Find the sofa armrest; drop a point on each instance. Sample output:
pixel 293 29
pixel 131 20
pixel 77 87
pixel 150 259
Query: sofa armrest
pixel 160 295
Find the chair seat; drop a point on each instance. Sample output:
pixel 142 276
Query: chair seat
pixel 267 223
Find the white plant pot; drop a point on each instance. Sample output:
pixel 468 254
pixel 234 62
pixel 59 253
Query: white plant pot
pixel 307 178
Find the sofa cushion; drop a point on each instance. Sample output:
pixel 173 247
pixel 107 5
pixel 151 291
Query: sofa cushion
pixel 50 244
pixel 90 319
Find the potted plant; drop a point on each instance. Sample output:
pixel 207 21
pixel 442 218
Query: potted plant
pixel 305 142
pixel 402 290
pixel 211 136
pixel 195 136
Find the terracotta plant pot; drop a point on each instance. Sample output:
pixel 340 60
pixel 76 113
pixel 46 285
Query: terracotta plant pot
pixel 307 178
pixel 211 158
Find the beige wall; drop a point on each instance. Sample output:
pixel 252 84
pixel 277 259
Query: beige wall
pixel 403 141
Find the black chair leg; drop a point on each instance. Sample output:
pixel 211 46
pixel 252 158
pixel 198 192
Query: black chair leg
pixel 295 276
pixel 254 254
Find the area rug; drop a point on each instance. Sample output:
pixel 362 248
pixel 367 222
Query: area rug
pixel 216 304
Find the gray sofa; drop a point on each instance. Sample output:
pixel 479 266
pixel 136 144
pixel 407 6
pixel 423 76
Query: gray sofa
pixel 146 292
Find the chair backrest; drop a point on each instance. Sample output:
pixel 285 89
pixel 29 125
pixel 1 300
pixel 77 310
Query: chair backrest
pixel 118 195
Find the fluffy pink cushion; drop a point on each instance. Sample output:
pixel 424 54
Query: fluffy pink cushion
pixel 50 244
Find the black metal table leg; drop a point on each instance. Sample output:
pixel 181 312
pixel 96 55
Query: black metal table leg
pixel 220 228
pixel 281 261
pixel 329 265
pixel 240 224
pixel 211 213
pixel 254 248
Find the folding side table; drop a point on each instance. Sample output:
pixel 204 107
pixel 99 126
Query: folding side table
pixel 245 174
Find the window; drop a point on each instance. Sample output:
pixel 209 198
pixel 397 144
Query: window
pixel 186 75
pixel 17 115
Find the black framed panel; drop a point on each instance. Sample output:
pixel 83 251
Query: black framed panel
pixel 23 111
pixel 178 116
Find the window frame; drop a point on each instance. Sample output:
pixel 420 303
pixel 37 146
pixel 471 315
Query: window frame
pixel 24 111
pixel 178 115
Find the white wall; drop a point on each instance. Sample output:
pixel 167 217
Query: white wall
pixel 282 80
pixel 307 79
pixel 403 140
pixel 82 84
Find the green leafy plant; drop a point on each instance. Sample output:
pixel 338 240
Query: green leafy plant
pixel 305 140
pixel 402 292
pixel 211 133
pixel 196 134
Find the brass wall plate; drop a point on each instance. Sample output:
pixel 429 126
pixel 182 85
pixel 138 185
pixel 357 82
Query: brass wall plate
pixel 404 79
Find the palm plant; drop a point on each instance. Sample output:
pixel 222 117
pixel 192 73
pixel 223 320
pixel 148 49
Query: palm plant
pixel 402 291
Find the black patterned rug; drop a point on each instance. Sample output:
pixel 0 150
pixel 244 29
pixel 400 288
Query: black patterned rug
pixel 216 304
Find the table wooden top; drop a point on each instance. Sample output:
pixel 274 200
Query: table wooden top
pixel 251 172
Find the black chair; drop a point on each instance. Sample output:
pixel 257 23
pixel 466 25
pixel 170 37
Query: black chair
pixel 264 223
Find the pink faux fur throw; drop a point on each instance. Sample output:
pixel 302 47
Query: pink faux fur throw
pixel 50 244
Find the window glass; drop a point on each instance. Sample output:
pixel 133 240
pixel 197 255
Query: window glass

--

Stated exercise |
Rewrite the stretch of the listing from the line containing "Find the window glass;" through the end of the listing, changing "window glass" to "glass door" and leaving everything else the same.

Output of the task |
Find the glass door; drop a point on each instance. Sample output:
pixel 133 240
pixel 197 255
Query: glass door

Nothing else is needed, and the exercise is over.